◆ **記述課題 1**
流延装置に関する下の抜粋文を読み、次の問いに答えよ。
(a) 減圧チャンバ36は、流延ビード40のどちら側を減圧するか。
(b) セルロースエステル系フィルムが有するとされる二つの特性は何か。
(c) 溶融押出方法でフィルムの表面にできる細かいスジは何と呼ばれているか。

◆ **抜粋文**
◆ ◆ ◆ ◆ ◆

説明

流延装置、溶液製膜設備及び流延方法

【課題】異なる幅のフィルムを効率よく製造する。
【解決手段】流延ドラムは軸を中心に回転する。流延ドラムの周面はX方向へ走行する。流延ダイ30はドープを周面に吐出する。流延ダイ30の流出口から周面にかけて流延ビード40が形成される。減圧チャンバ36は、流延ビード40の背面側を減圧する。減圧チャンバ36には、流延ビード40のY方向の幅を幅データとして検出するセンサユニットが設けられる。制御部は、センサユニットが検出した幅データに基づき、流延ビード40の両端部40aのX方向の上流側に位置するように、耳サイドシール板71をY方向へ移動する。幅が異なる流延ビード40が形成されると、制御部は、新たな幅の幅データに基づき、新たな両端部40aのX方向の上流側に位置するように、耳サイドシール板71をY方向へ移動する。

【発明の詳細な説明】
【技術分野】
【0001】
本発明は、流延装置、溶液製膜設備及び流延方法に関するものである。
【背景技術】
【0002】
ポリマーフィルム(以下、フィルムと称する)は、優れた光透過性や柔軟性等の特徴を有するため光学機能性フィルムとして多岐に利用されている。中でも、セルロースアシレートなどを用いたセルロースエステル系フィルムは、優れた強靭性や低複屈折率を有することから、写真感光用フィルムをはじめとして、近年市場が拡大している液晶表示装置(LCD)の構成部材である偏光板の保護フィルムまたは光学補償フィルムなどに用いられている。
【0003】
主なフィルムの製造方法としては、溶融押出方法と溶液製膜方法とがある。溶融押出方法とは、ポリマーをそのまま加熱溶解させた後、押出機で押し出してフィルムを製造する方法であり、生産性が高く、設備コストも比較的低額であるなどの特徴を有する。しかし、膜厚を高精度で調整することが難しく、また、フィルムの表面に細かいスジ(ダイライン)ができるために、光学機能性フィルムへ使用することができるような高品質のフィルムを製造することが困難である。一方、溶液製膜方法は、ポリマーと溶媒とを含んだポリマー溶液を支持体上に流延して形成した流延膜が自己支持性を有するものとなった後、これを支持体から剥がして湿潤フィルムとし、さらに、この湿潤フィルムを乾燥させてフィルムとする方法である。溶融押出方法と比べて、光学等方性や厚み均一性に優れるとともに、含有異物の少ないフィルムを得ることができるため、LCD用途などの光学機能性フィルムは、主に溶液製膜方法で製造されている。

◆ ◆ ◆ ◆ ◆

◆ **処理する項目**
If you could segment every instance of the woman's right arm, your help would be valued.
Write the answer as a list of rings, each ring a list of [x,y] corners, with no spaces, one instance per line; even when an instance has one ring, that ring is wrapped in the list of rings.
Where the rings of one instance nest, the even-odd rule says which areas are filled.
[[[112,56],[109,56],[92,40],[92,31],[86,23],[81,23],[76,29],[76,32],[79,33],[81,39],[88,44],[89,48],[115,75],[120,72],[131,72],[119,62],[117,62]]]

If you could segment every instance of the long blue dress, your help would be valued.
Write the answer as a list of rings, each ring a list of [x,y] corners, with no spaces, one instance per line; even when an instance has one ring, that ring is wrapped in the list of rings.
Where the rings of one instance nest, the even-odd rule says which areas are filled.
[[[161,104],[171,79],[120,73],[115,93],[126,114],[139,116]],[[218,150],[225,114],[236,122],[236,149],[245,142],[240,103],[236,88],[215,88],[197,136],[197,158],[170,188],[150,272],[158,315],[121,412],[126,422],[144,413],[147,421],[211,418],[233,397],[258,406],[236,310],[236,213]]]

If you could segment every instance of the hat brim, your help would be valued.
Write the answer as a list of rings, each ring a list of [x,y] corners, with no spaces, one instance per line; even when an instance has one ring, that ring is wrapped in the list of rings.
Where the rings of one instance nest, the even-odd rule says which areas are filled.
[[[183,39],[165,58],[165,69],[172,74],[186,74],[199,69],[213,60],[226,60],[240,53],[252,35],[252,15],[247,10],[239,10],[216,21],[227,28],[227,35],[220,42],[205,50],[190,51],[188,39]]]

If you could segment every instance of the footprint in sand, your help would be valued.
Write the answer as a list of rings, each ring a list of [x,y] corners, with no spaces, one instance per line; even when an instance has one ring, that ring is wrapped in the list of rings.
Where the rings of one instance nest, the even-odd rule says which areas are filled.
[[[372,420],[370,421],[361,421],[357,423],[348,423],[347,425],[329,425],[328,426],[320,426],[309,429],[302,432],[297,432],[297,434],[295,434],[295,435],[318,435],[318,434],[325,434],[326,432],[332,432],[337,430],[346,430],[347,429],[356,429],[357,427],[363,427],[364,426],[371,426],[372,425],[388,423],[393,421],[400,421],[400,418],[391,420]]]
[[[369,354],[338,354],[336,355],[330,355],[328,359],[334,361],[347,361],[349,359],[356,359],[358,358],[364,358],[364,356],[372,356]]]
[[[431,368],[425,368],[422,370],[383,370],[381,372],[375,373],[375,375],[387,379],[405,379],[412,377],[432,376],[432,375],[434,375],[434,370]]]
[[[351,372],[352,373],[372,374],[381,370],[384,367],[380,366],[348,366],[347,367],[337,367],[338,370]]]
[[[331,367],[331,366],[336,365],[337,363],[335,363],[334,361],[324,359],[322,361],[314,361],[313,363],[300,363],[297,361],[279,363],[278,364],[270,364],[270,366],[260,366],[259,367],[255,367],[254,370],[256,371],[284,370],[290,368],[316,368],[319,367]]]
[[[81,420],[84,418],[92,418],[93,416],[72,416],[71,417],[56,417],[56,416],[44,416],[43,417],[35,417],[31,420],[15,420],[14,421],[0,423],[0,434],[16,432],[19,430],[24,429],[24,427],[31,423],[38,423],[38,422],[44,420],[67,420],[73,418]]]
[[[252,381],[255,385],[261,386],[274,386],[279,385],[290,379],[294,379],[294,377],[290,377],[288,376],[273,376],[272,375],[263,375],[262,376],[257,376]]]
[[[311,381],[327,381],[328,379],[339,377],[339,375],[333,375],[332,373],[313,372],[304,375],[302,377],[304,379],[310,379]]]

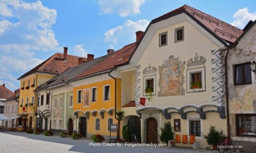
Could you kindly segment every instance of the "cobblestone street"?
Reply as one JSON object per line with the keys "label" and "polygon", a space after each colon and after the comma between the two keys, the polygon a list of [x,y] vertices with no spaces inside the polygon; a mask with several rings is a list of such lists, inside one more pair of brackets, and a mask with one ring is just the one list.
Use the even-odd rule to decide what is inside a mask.
{"label": "cobblestone street", "polygon": [[[163,147],[90,146],[89,144],[91,142],[89,140],[74,140],[70,138],[62,138],[57,136],[46,136],[42,134],[36,135],[25,133],[0,133],[0,146],[2,153],[218,152],[218,151]],[[36,147],[32,147],[35,146]],[[28,146],[31,147],[28,147]]]}

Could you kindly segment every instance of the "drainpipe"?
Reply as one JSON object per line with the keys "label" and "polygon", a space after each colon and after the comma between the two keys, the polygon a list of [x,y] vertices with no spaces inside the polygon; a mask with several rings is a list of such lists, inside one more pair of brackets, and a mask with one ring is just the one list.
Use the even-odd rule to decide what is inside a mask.
{"label": "drainpipe", "polygon": [[115,119],[117,120],[118,122],[118,127],[117,127],[117,137],[118,139],[119,139],[119,127],[120,126],[119,124],[120,123],[120,121],[119,120],[119,119],[118,118],[116,117],[116,99],[117,99],[117,96],[116,95],[116,78],[111,75],[110,74],[110,73],[112,71],[115,71],[116,70],[116,68],[114,68],[112,69],[109,72],[108,74],[110,76],[115,79]]}
{"label": "drainpipe", "polygon": [[226,103],[227,105],[227,130],[228,135],[229,135],[230,132],[230,125],[229,125],[229,100],[228,100],[228,53],[229,52],[229,49],[230,48],[230,47],[227,47],[227,54],[225,57],[225,71],[226,72],[226,75],[225,75],[225,79],[226,82],[225,84],[226,87]]}
{"label": "drainpipe", "polygon": [[[49,109],[51,110],[51,114],[50,114],[50,130],[51,130],[51,113],[52,113],[51,108],[52,108],[52,94],[51,93],[50,90],[49,90],[49,92],[48,93],[47,92],[47,90],[45,91],[45,92],[46,93],[46,94],[50,94],[50,95],[51,95],[50,105],[50,104],[49,104],[49,107],[48,108],[48,109]],[[46,96],[47,96],[47,95]],[[50,108],[50,106],[51,106]],[[46,128],[47,128],[46,127]]]}

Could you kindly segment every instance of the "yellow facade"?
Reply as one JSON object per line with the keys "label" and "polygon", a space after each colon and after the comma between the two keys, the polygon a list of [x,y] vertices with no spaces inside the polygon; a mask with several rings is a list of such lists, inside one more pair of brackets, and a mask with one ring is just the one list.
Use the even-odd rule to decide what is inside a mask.
{"label": "yellow facade", "polygon": [[[35,106],[37,106],[37,96],[36,94],[35,95],[33,91],[37,87],[56,76],[41,73],[37,73],[37,75],[33,73],[19,80],[20,81],[20,90],[18,114],[19,115],[27,115],[26,126],[29,128],[35,128],[36,126],[36,117],[34,116],[34,113],[36,111],[36,107]],[[29,86],[29,88],[27,87]],[[29,104],[31,104],[32,103],[33,104],[33,106],[29,106]],[[26,108],[25,107],[25,111],[23,111],[23,108],[25,106],[26,104],[27,104],[27,106]],[[21,107],[22,105],[22,107]],[[32,121],[31,120],[31,119],[32,120]],[[24,123],[23,123],[22,125],[23,126],[25,125]]]}
{"label": "yellow facade", "polygon": [[[117,78],[117,110],[118,111],[121,110],[121,79]],[[103,100],[104,86],[109,85],[110,88],[110,99],[109,100],[104,101]],[[113,119],[113,123],[116,124],[118,122],[117,120],[115,118],[115,80],[111,79],[103,81],[94,83],[88,84],[84,85],[76,86],[74,88],[74,105],[73,109],[74,112],[78,113],[79,117],[84,116],[84,113],[89,112],[89,119],[87,120],[87,135],[90,136],[91,135],[95,134],[100,134],[104,135],[108,135],[109,132],[108,131],[108,121],[110,118]],[[92,88],[97,87],[97,100],[95,102],[91,101],[91,89]],[[84,107],[84,103],[85,102],[84,98],[84,94],[82,94],[82,103],[78,103],[78,91],[82,90],[84,91],[88,90],[90,91],[90,103],[88,106]],[[83,93],[83,92],[82,92]],[[112,115],[108,113],[108,111],[111,110],[113,111]],[[104,112],[104,119],[102,118],[100,114],[100,111]],[[95,116],[92,115],[93,112],[96,112]],[[99,118],[100,120],[100,130],[95,129],[95,120]],[[111,133],[114,135],[116,135],[116,133]]]}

◆ ◆ ◆ ◆ ◆

◆ **記述課題 2**
上の項目から、文字列「street」を含む行をすべて抜き出し、一字も変えずに返せ。

◆ **課題の解答 1**
(a) 背面側
(b) 優れた強靭性と低複屈折率
(c) ダイライン

◆ **課題の解答 2**
Could you kindly segment every instance of the "cobblestone street"?
{"label": "cobblestone street", "polygon": [[[163,147],[90,146],[89,144],[91,142],[89,140],[74,140],[70,138],[62,138],[57,136],[46,136],[42,134],[36,135],[25,133],[0,133],[0,146],[2,153],[218,152],[218,151]],[[36,147],[32,147],[35,146]],[[28,146],[31,147],[28,147]]]}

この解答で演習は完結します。